→ **Directions**:
a - In the solar energy passage, what efficiency could Charles Fritts achieve with his solar cells?
b - List everything the solar energy passage says Charles Fritts made or created.

It was just a normal day for Charles Fritts, an American inventor, on the rooftop of the building where he worked. Fritts’ inventions were not extraordinary where he made clockwork mechanisms and mechanical devices. But one day, using selenium and two thin metal sheets, Fritts created the first selenium-based solar cell that made the world sit up and notice. The year was 1883.

But there was one problem. Fritts, who hoped that his solar cells might compete with Thomas Edison’s coal-fired plants, could only achieve 1% efficiency, meaning only 1% of sunlight was converted into electricity.

Fast forward to today, solar power plants, by natural justice, are a necessary alternative to coal-fired plants. It has taken nearly 140 years for the efficiency of commercial solar cells to reach just over 22% since Fritts’ rooftop invention.

But this hasn’t deterred countries from making use of as much solar energy as they can. This is where floating solar plants — where solar photovoltaic panels are installed on water bodies such as lakes and ponds — come in.

→ **Provided material**:

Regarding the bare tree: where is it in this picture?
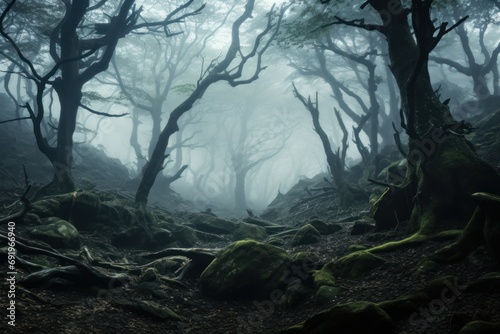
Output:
[135,0,286,204]
[0,0,202,192]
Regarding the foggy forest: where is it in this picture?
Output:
[0,0,500,334]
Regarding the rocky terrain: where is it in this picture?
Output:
[0,110,500,334]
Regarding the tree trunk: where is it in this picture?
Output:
[370,0,500,234]
[234,169,248,210]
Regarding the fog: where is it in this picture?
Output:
[2,0,500,210]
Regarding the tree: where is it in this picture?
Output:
[135,0,286,204]
[286,0,500,237]
[0,0,202,192]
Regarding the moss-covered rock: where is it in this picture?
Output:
[282,301,394,334]
[313,261,337,287]
[308,219,342,235]
[283,280,308,307]
[60,191,101,229]
[233,223,268,241]
[30,217,80,249]
[292,224,321,246]
[351,220,375,235]
[335,251,386,279]
[191,213,238,234]
[458,321,500,334]
[314,285,340,304]
[200,240,291,298]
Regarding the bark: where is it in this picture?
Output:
[369,0,500,234]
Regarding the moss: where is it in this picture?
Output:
[378,292,429,321]
[283,301,394,334]
[313,261,337,287]
[292,224,321,246]
[200,240,291,298]
[414,257,441,275]
[314,285,340,304]
[458,321,500,334]
[366,232,428,253]
[347,245,368,252]
[432,230,463,241]
[335,251,386,279]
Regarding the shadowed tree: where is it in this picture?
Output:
[135,0,286,204]
[0,0,202,192]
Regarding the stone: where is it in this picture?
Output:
[284,279,308,307]
[334,251,386,279]
[458,321,500,334]
[308,219,342,235]
[314,285,340,304]
[292,224,321,246]
[282,301,394,334]
[191,213,238,234]
[233,223,268,241]
[30,217,80,249]
[60,191,101,229]
[200,240,291,299]
[351,220,375,235]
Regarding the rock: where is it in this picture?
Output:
[23,212,42,225]
[151,227,172,247]
[30,217,80,249]
[308,219,342,235]
[111,226,148,249]
[233,223,268,241]
[191,213,238,234]
[313,261,337,288]
[472,193,500,264]
[292,224,321,246]
[171,225,198,248]
[314,285,340,304]
[283,279,307,307]
[200,240,291,298]
[334,251,386,279]
[351,220,375,235]
[60,191,101,229]
[458,321,500,334]
[139,268,159,283]
[282,301,394,334]
[30,195,61,218]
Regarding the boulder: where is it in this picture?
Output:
[60,191,101,229]
[282,301,394,334]
[292,224,321,246]
[458,321,500,334]
[200,240,291,299]
[233,223,268,241]
[30,217,80,249]
[351,220,375,235]
[314,285,340,304]
[335,251,386,279]
[191,213,238,234]
[308,219,342,235]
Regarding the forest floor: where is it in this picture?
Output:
[0,113,500,334]
[0,211,500,334]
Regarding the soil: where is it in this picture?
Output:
[0,112,500,334]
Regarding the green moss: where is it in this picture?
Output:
[366,232,428,253]
[347,245,368,252]
[200,240,291,298]
[432,230,462,241]
[313,261,337,287]
[335,251,386,279]
[283,301,394,334]
[314,285,340,304]
[458,321,500,334]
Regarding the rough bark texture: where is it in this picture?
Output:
[369,0,500,234]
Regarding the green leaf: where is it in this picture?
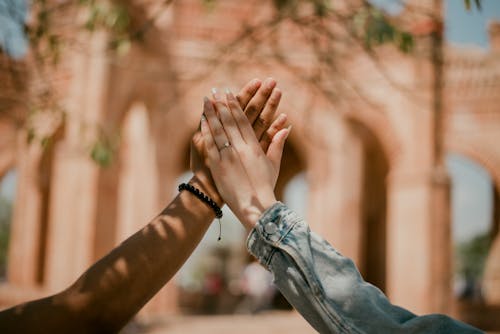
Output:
[90,140,113,167]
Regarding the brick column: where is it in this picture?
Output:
[387,170,451,314]
[308,117,364,265]
[7,131,43,287]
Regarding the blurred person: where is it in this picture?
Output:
[0,78,286,334]
[201,87,481,334]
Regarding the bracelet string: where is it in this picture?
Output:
[178,183,222,241]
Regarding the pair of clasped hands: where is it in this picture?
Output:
[192,78,291,231]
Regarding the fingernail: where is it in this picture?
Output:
[266,78,276,88]
[212,87,220,100]
[251,78,261,87]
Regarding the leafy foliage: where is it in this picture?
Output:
[0,195,12,278]
[455,233,491,278]
[464,0,482,10]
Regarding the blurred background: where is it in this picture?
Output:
[0,0,500,333]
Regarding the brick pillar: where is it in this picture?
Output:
[483,185,500,305]
[7,131,43,287]
[308,116,364,265]
[387,170,451,314]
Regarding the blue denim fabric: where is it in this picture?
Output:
[247,202,482,334]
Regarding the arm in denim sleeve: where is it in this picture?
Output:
[247,203,481,333]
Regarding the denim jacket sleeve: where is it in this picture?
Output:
[247,202,482,333]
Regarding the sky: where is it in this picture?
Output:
[0,0,500,245]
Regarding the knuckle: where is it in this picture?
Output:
[245,104,257,115]
[255,117,270,129]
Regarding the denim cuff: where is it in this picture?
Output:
[246,202,300,268]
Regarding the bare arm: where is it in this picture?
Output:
[0,178,219,333]
[0,80,286,333]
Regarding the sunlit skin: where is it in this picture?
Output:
[201,91,291,231]
[0,79,286,333]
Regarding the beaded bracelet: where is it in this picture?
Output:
[178,183,222,240]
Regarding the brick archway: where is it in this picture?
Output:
[346,107,402,170]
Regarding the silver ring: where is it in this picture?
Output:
[219,141,231,152]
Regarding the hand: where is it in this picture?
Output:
[190,78,286,206]
[201,87,290,230]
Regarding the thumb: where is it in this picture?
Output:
[266,125,292,171]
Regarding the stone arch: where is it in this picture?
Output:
[0,120,17,179]
[446,140,500,192]
[448,141,500,305]
[346,106,402,169]
[349,119,394,290]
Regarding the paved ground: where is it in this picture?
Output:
[121,312,500,334]
[121,312,316,334]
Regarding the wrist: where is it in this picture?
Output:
[240,193,277,231]
[189,174,224,207]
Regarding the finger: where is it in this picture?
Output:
[259,114,288,152]
[267,126,292,171]
[226,91,257,144]
[203,97,229,151]
[236,79,262,110]
[200,115,220,161]
[243,78,276,124]
[253,88,281,140]
[212,88,243,145]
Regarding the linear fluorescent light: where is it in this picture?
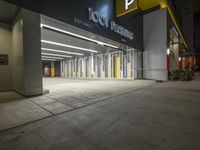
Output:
[42,56,63,59]
[41,48,83,56]
[41,40,98,53]
[42,53,72,58]
[41,24,118,49]
[42,58,56,61]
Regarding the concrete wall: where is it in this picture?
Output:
[143,9,168,80]
[22,9,43,96]
[0,23,12,91]
[12,11,24,94]
[0,9,43,96]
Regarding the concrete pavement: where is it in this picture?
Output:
[0,81,200,150]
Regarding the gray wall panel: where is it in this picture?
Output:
[143,9,167,80]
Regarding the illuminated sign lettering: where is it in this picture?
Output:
[116,0,138,17]
[125,0,135,10]
[88,8,134,40]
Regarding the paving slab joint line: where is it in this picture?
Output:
[28,99,55,115]
[0,83,157,134]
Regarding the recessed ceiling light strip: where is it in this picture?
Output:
[41,24,118,49]
[42,55,63,59]
[41,40,98,53]
[42,53,72,58]
[42,58,56,61]
[41,48,83,56]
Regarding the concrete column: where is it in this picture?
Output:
[12,9,43,96]
[51,61,55,77]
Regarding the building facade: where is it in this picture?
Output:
[0,0,189,96]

→ **Answers to the problems**:
a - Only 1% efficiency, meaning only 1% of sunlight was converted into electricity.

b -
- Clockwork mechanisms
- Mechanical devices
- The first selenium-based solar cell